**Extrahierter Text:**

Deutschlands schönste Bausünden

  • Jetzt schon Gebäude unter Denkmalschutz zu stellen die noch nicht mal ein halbes Jahrhundert auf dem Buckel haben ginge zu weit. Ich betrachte das allgemein sehr kritisch dass die Kandidaten für Unterschutzstellung immer kürzer stehen. Irgendwann kommts wirklich noch dass man sogar schon Gebäude unter Denkmalschutz stellt die noch nicht mal gebaut sind...
    Ich kenne die von dir angesprochene Straße nicht, aber Fliesen als Fassadenmaterial geht mal gar nicht, da ist mir ja Sichtbeton fast noch lieber.
    Wobei du natürlich recht hast, dass es bedauerlich ist, dass irgendwie ausgerechnet die gelungendsten Vertreter der architektonisch alles andere als glorreichen 50er-60er Jahre gerne das Opfer der Abrissbirne oder von "zeitgemäßen" Verunstaltungen werden (während die schlimmsten stehenbleiben und allenfalls etwas aufgepeppt werden).

  • Ich gebe Dvorak grundsätzlich Recht, nicht alles aus der Nachkriegsmoderne sollte abgerissen und durch noch drittklassigere Mode-Architektur ersetzt werden. Denkmalschutz ist aber wohl auch nicht das richtige Mittel, weil zu restriktiv. Oftmals sind Formen und Baumassen der Nachkriegsmoderne gar nicht so schlecht - es sind sehr oft die Materialien, die einfach zu wenig hochwertig wirken. Heutzutage könnte man durch intelligente Sanierung und Umbau viele dieser Mängel beheben (damit meine ich jetzt aber nicht Kaufhof Berlin Alexanderplatz, da wurde die Fassade entstellt). Aber dennoch, bitte kein sturer Denkmalschutz mit originalgetreuer Rekonstruktion. Übrigens, hier nochmal die Fassade vom Braunschweiger Hbf: http://upload.wikimedia.org/wi…Hauptbahnhof_Gesamt_2.JPG

  • War das bei "ttt - titel thesen temperamente" etwa gerade der Beitrag, über dessen Sendetermin Sie uns rechtzeitig informieren wollten?

[Auszüge aus Daten beschrifteter Bereiche]

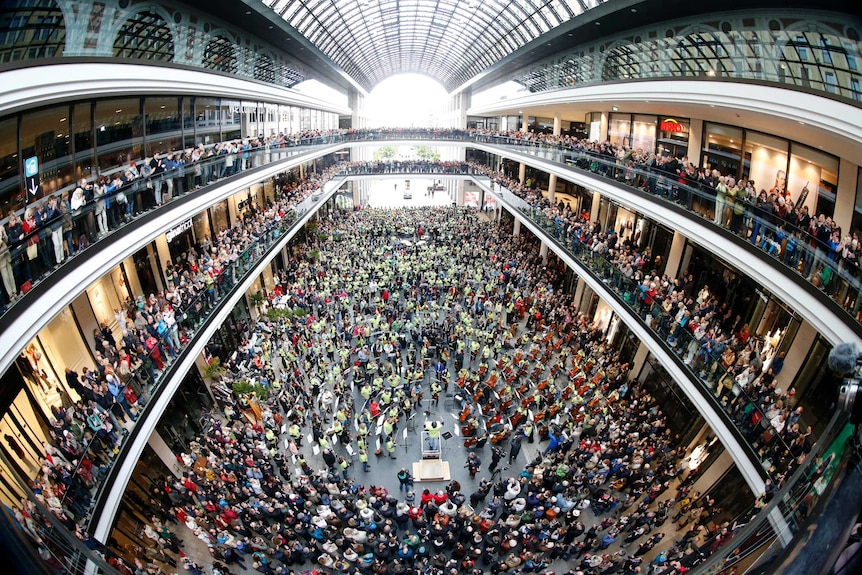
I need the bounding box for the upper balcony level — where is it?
[0,0,351,93]
[6,131,862,374]
[492,7,862,106]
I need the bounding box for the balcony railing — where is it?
[6,128,862,332]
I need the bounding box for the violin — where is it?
[509,413,524,428]
[491,429,511,445]
[461,419,476,437]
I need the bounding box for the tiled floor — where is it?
[164,368,696,574]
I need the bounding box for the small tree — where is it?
[249,290,266,313]
[415,146,440,162]
[204,357,227,381]
[233,379,254,397]
[374,146,398,162]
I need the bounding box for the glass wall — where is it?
[787,142,838,217]
[96,98,144,173]
[743,132,787,196]
[0,118,21,215]
[21,105,74,201]
[656,116,691,158]
[702,123,839,217]
[0,96,338,216]
[608,114,632,148]
[631,115,656,152]
[144,96,182,157]
[608,113,668,155]
[700,123,742,176]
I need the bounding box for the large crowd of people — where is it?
[12,161,340,568]
[4,128,832,573]
[79,209,756,575]
[462,160,814,485]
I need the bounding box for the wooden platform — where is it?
[413,459,452,481]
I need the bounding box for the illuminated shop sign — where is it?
[661,118,688,134]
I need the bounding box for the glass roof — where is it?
[261,0,606,92]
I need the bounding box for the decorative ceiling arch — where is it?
[260,0,606,92]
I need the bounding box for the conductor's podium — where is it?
[413,459,452,481]
[413,430,452,481]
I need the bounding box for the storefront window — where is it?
[183,97,197,148]
[96,98,144,173]
[850,168,862,232]
[221,100,242,140]
[192,210,212,248]
[700,124,742,177]
[0,118,23,215]
[144,97,183,156]
[21,105,75,201]
[632,116,655,153]
[242,102,264,137]
[608,114,632,147]
[72,102,95,180]
[278,106,293,134]
[742,132,788,196]
[195,98,223,145]
[210,200,230,231]
[588,112,602,142]
[657,116,691,158]
[787,144,838,217]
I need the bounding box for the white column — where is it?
[832,158,859,240]
[686,118,703,167]
[572,277,587,310]
[548,174,557,204]
[590,192,602,222]
[664,232,685,278]
[780,321,818,398]
[147,431,183,477]
[629,342,649,381]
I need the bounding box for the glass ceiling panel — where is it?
[260,0,605,91]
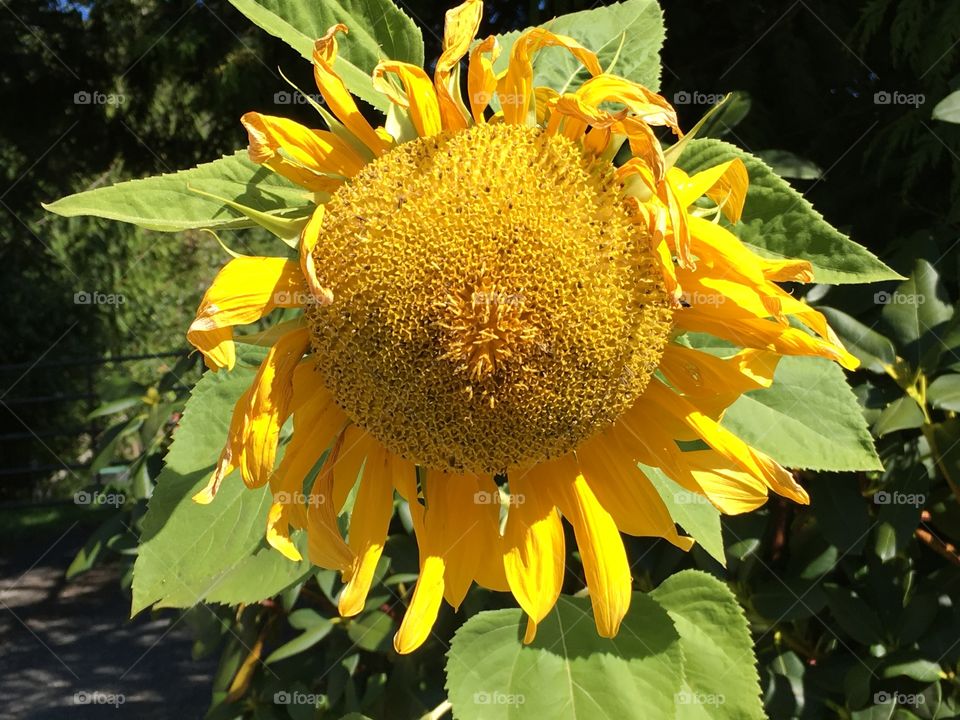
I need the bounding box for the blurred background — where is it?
[0,0,960,717]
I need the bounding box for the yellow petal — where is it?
[503,477,566,643]
[240,112,366,192]
[530,456,632,638]
[313,24,391,156]
[577,433,693,550]
[300,205,333,305]
[393,554,444,655]
[339,448,404,617]
[433,0,483,130]
[467,35,500,123]
[240,328,310,487]
[267,502,303,562]
[497,28,602,125]
[373,60,443,137]
[307,433,355,572]
[643,381,810,504]
[187,257,306,371]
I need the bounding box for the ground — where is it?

**Zu bearbeitende Aufgaben:**
1. Beantworten Sie anhand des Textes über Deutschlands Bausünden die folgenden Fragen:
(a) Welches Fassadenmaterial „geht mal gar nicht“?
(b) Was wirkt laut dem Beitrag, der mit „Ich gebe Dvorak grundsätzlich Recht“ beginnt, sehr oft zu wenig hochwertig?
(c) Bei welchem Gebäude wurde laut demselben Beitrag die Fassade entstellt?
2. Setzen Sie den Text über Deutschlands Bausünden nach dessen letztem Satz fort.

**Antworten:**
1.
(a) Fliesen
(b) Die Materialien
(c) Beim Kaufhof Berlin Alexanderplatz

2.
  • peinlich, peinlich, Kent

    Zitat Kent: "Achso, das Forum soll hier Ihnen die Arbeit abnehmen, die sie später bezahlt bekommen? Ist das Ihr Ernst?"
    Ist das Ihr Ernst, Kent? Andere Kollegen freuen sich über jeden, der sich für Architektur und Baukultur interessiert. Erst recht, wenn er ein Projekt mit einer Breitenwirkung wie dieses hat. Besser wünschen wir 'Debütant' viel Erfolg für seine Recherchen und das was daraus werden kann.

  • Jetzt schon Gebäude unter Denkmalschutz zu stellen die noch nicht mal ein halbes Jahrhundert auf dem Buckel haben ginge zu weit.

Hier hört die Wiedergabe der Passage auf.